### Provided data
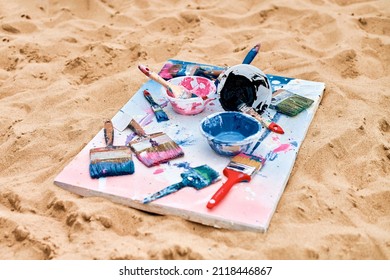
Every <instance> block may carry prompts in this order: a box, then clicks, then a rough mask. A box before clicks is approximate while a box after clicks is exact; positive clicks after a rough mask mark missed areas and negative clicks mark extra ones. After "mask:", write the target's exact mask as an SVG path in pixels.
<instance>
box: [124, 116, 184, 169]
mask: <svg viewBox="0 0 390 280" xmlns="http://www.w3.org/2000/svg"><path fill="white" fill-rule="evenodd" d="M128 127H129V128H130V129H131V130H133V131H134V132H135V133H136V134H137V135H138V136H139V138H137V139H135V140H133V141H131V142H130V143H129V145H130V147H131V149H132V150H133V152H134V153H135V155H136V157H137V158H138V159H139V160H140V161H141V162H142V163H143V164H145V165H146V166H147V167H151V166H154V165H158V164H160V163H164V162H168V161H170V160H172V159H175V158H178V157H182V156H184V152H183V150H182V149H181V148H180V146H179V145H178V144H176V142H175V141H173V140H172V139H171V138H170V137H169V136H168V135H167V134H165V133H163V132H157V133H153V134H146V132H145V131H144V130H143V128H142V127H141V126H140V125H139V124H138V123H137V122H136V121H135V120H134V119H132V120H131V121H130V124H129V125H128Z"/></svg>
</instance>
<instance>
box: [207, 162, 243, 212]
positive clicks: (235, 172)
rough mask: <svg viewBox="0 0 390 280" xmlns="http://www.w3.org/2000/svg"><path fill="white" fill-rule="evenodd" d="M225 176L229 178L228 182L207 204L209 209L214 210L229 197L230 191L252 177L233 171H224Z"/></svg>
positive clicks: (226, 169) (238, 172)
mask: <svg viewBox="0 0 390 280" xmlns="http://www.w3.org/2000/svg"><path fill="white" fill-rule="evenodd" d="M223 174H224V175H225V176H226V177H228V180H227V181H226V182H225V183H224V184H223V185H222V186H221V187H220V188H219V189H218V191H217V192H216V193H215V194H214V195H213V197H212V198H211V199H210V200H209V202H208V203H207V208H208V209H212V208H213V207H214V206H216V205H217V204H218V203H219V202H221V200H222V199H223V198H224V197H225V196H226V195H227V193H228V192H229V191H230V189H231V188H232V187H233V186H234V185H235V184H236V183H239V182H243V181H248V182H249V181H250V180H251V176H249V175H247V174H245V173H241V172H237V171H234V170H231V169H226V168H225V169H224V170H223Z"/></svg>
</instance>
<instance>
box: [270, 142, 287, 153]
mask: <svg viewBox="0 0 390 280" xmlns="http://www.w3.org/2000/svg"><path fill="white" fill-rule="evenodd" d="M290 150H291V145H290V144H289V143H287V144H282V145H280V146H279V147H277V148H276V149H274V150H273V152H274V153H280V152H288V151H290Z"/></svg>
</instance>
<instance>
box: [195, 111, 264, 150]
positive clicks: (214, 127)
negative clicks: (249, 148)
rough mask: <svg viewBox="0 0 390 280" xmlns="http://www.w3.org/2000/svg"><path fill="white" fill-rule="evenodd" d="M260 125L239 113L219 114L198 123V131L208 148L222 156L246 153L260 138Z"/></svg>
mask: <svg viewBox="0 0 390 280" xmlns="http://www.w3.org/2000/svg"><path fill="white" fill-rule="evenodd" d="M261 129H262V126H261V124H260V123H259V122H258V121H257V120H256V119H255V118H253V117H251V116H249V115H246V114H243V113H241V112H233V111H232V112H230V111H228V112H220V113H214V114H212V115H209V116H207V117H206V118H204V119H203V120H202V121H201V122H200V130H201V132H202V134H203V135H204V136H205V137H206V139H207V141H208V143H209V145H210V147H211V148H212V149H213V150H214V151H215V152H216V153H218V154H220V155H223V156H234V155H237V154H239V153H243V152H246V151H247V150H248V149H249V147H250V146H251V145H252V144H253V143H254V142H256V141H257V140H258V139H259V138H260V136H261Z"/></svg>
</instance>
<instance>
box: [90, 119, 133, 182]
mask: <svg viewBox="0 0 390 280" xmlns="http://www.w3.org/2000/svg"><path fill="white" fill-rule="evenodd" d="M104 140H105V142H106V147H102V148H94V149H91V150H90V151H89V155H90V164H89V174H90V176H91V178H94V179H96V178H100V177H108V176H118V175H127V174H133V173H134V162H133V160H132V152H131V149H130V147H127V146H114V127H113V125H112V122H111V121H110V120H107V121H106V122H105V123H104Z"/></svg>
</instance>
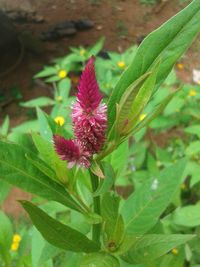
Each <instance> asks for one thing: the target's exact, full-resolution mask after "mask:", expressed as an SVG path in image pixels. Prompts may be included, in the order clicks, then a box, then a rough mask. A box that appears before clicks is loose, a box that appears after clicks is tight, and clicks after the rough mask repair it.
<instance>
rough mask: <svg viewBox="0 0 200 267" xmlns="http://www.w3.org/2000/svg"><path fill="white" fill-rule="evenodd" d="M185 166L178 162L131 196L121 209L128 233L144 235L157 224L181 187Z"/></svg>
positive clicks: (161, 173)
mask: <svg viewBox="0 0 200 267" xmlns="http://www.w3.org/2000/svg"><path fill="white" fill-rule="evenodd" d="M185 165H186V160H185V159H183V160H180V161H178V162H177V163H176V164H174V165H171V166H169V167H168V168H166V169H164V170H163V171H161V173H160V175H159V177H155V178H154V179H149V180H147V181H146V182H145V183H144V184H143V185H142V186H141V187H140V188H139V189H138V190H136V191H135V192H133V194H131V195H130V197H129V198H128V199H127V200H126V202H125V203H124V205H123V206H122V209H121V214H122V216H123V218H124V221H125V225H126V230H127V233H129V234H144V233H146V232H147V231H148V230H150V229H151V228H152V227H153V226H154V225H155V224H156V222H157V221H158V218H159V217H160V215H161V214H162V212H163V211H164V210H165V209H166V208H167V206H168V205H169V204H170V201H171V200H172V198H173V196H174V194H175V193H176V192H177V190H178V189H179V187H180V185H181V182H182V174H183V171H184V168H185Z"/></svg>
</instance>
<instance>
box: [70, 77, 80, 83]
mask: <svg viewBox="0 0 200 267" xmlns="http://www.w3.org/2000/svg"><path fill="white" fill-rule="evenodd" d="M71 80H72V82H73V83H74V84H77V83H78V81H79V77H78V76H72V77H71Z"/></svg>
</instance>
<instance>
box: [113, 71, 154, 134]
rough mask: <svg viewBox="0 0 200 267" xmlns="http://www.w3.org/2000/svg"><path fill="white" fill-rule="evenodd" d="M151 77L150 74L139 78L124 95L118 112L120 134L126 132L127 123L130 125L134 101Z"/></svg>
mask: <svg viewBox="0 0 200 267" xmlns="http://www.w3.org/2000/svg"><path fill="white" fill-rule="evenodd" d="M149 75H150V73H147V74H145V75H143V76H141V77H140V78H138V79H137V80H136V81H135V82H133V84H131V85H130V86H129V87H128V88H127V90H126V92H125V93H124V94H123V96H122V98H121V100H120V102H119V106H118V108H117V109H118V110H117V119H116V128H117V132H119V134H120V133H121V131H123V130H124V127H125V128H126V123H127V122H128V123H129V120H130V119H131V116H132V114H131V112H130V110H132V106H133V101H134V99H135V97H136V96H137V93H138V91H139V90H140V88H141V87H142V85H143V84H144V82H145V80H146V79H147V78H148V76H149Z"/></svg>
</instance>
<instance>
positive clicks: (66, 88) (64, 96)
mask: <svg viewBox="0 0 200 267" xmlns="http://www.w3.org/2000/svg"><path fill="white" fill-rule="evenodd" d="M70 87H71V81H70V79H69V78H65V79H62V80H61V81H59V82H58V93H59V96H61V97H62V98H63V99H64V100H66V99H67V98H68V97H69V92H70Z"/></svg>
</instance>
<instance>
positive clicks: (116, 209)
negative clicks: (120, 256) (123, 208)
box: [101, 193, 124, 251]
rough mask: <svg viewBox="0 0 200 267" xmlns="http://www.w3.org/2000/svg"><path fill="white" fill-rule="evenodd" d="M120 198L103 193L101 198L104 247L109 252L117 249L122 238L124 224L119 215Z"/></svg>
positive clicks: (123, 234)
mask: <svg viewBox="0 0 200 267" xmlns="http://www.w3.org/2000/svg"><path fill="white" fill-rule="evenodd" d="M119 201H120V198H119V197H116V196H114V195H111V194H110V193H105V194H104V195H103V198H102V204H101V205H102V216H103V219H104V222H105V224H104V226H105V234H106V235H105V243H106V244H105V246H106V247H107V249H108V250H110V251H115V250H117V248H118V247H119V245H120V243H121V241H122V239H123V236H124V222H123V218H122V216H121V215H120V214H119V211H118V210H119Z"/></svg>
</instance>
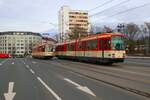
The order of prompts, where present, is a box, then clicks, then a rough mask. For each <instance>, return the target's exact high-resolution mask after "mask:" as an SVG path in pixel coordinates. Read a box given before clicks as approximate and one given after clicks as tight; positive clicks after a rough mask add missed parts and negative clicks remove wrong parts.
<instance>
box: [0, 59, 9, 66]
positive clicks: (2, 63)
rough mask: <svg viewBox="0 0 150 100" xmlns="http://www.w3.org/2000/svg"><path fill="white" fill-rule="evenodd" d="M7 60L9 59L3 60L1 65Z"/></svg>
mask: <svg viewBox="0 0 150 100" xmlns="http://www.w3.org/2000/svg"><path fill="white" fill-rule="evenodd" d="M7 60H8V59H6V60H4V61H2V62H1V63H0V66H1V65H3V64H4V63H5V62H6V61H7Z"/></svg>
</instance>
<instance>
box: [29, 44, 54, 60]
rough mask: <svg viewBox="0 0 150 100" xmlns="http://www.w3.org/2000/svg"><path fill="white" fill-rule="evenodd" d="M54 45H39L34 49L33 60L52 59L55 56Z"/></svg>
mask: <svg viewBox="0 0 150 100" xmlns="http://www.w3.org/2000/svg"><path fill="white" fill-rule="evenodd" d="M53 50H54V49H53V45H52V44H47V43H46V44H39V45H36V46H34V47H33V48H32V57H33V58H42V59H51V58H52V57H53V56H54V51H53Z"/></svg>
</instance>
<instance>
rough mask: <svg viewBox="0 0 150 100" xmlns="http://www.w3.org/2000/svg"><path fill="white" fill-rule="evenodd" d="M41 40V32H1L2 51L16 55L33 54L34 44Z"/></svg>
mask: <svg viewBox="0 0 150 100" xmlns="http://www.w3.org/2000/svg"><path fill="white" fill-rule="evenodd" d="M39 41H42V36H41V35H40V34H39V33H32V32H14V31H12V32H0V53H7V54H10V55H16V56H24V55H25V54H31V52H32V46H33V45H35V44H36V43H37V42H39Z"/></svg>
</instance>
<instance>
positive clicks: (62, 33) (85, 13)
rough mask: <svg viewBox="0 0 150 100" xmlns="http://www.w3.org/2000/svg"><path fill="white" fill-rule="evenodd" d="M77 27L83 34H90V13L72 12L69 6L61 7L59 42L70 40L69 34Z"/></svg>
mask: <svg viewBox="0 0 150 100" xmlns="http://www.w3.org/2000/svg"><path fill="white" fill-rule="evenodd" d="M76 27H80V31H81V32H80V33H81V34H82V33H83V34H84V33H88V32H89V17H88V12H87V11H84V10H72V9H71V8H70V7H69V6H63V7H61V9H60V11H59V42H63V41H64V40H68V39H69V37H68V34H70V33H71V32H72V31H73V30H74V28H76Z"/></svg>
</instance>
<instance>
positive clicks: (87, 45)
mask: <svg viewBox="0 0 150 100" xmlns="http://www.w3.org/2000/svg"><path fill="white" fill-rule="evenodd" d="M86 44H87V47H86V50H96V49H97V46H98V44H97V40H90V41H87V43H86Z"/></svg>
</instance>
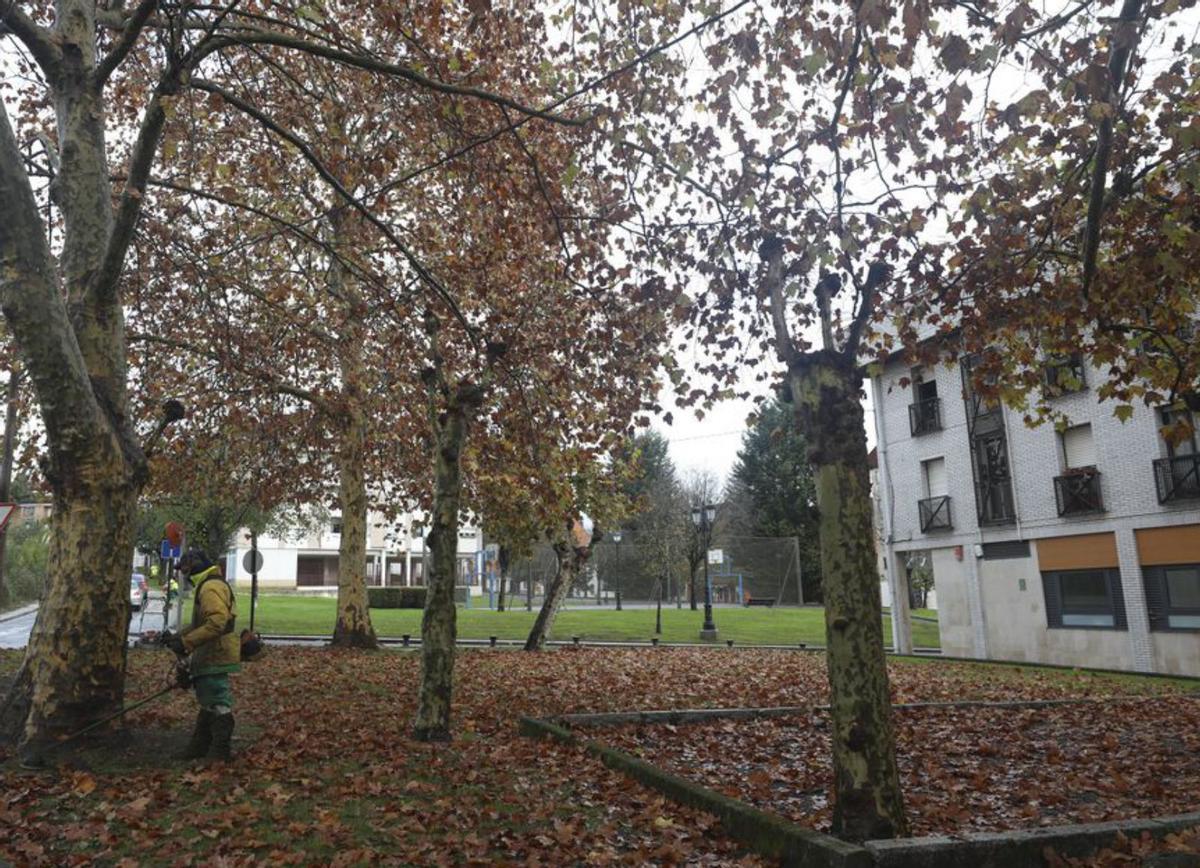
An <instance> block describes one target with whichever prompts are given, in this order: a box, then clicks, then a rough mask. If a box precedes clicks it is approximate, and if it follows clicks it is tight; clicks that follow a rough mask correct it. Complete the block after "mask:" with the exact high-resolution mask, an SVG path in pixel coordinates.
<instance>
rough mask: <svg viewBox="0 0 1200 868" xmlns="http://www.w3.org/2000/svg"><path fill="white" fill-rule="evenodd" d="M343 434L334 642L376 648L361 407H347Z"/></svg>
mask: <svg viewBox="0 0 1200 868" xmlns="http://www.w3.org/2000/svg"><path fill="white" fill-rule="evenodd" d="M341 436H342V442H341V448H340V449H338V454H337V473H338V496H340V498H341V504H342V539H341V543H340V545H338V549H337V623H336V624H335V625H334V641H332V643H334V646H335V647H340V648H377V647H379V642H378V640H377V639H376V633H374V628H373V627H372V625H371V612H370V609H368V606H367V577H366V569H367V487H366V478H365V475H364V471H362V466H364V460H365V454H364V453H365V451H366V420H365V419H364V418H362V412H361V408H359V407H356V406H349V407H347V409H346V418H344V419H343V420H342V430H341Z"/></svg>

### What to produce
Go through the data above and return each line containing the string "coordinates".

### Written response
The order of prompts, where present, is a box, then clicks, then a rough mask. For each <instance>, return the target's exact high-resolution mask after "mask:" as an SVG path in pixel coordinates. Read a box given before clicks as approximate and one given after clicks as tight; positive clicks after a rough mask add missed parts and negative clicks remove wrong parts.
An <instance> block describes one target with whichever prompts are given, in this order: a box, then clicks, then a rough mask. If a box precedes clicks it is approximate, and if it follows clicks it is tight; clicks that follow a rough mask correct it. Complete the block after "mask:" with the exact high-resolution mask, an SVG path in pixel coordinates.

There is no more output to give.